■ SET PROBLEM:
Rewrite all of the following lines, requests included, scaling each point coordinate in the answers by 1.65 and rounding to the nearest whole number, with halves rounded up. Keep the coordinates in the requests and their format samples as they are.

— start LISTED ENTRIES —

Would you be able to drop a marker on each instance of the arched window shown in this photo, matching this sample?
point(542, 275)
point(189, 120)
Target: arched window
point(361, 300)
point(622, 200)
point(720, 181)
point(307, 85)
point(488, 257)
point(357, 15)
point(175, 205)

— end LISTED ENTRIES —

■ TASK RESPONSE:
Would you be able to drop a marker on each instance of the arched window shown in this photo, matching this sample?
point(542, 275)
point(189, 120)
Target: arched window
point(596, 495)
point(1026, 330)
point(1188, 299)
point(507, 140)
point(805, 424)
point(589, 25)
point(289, 338)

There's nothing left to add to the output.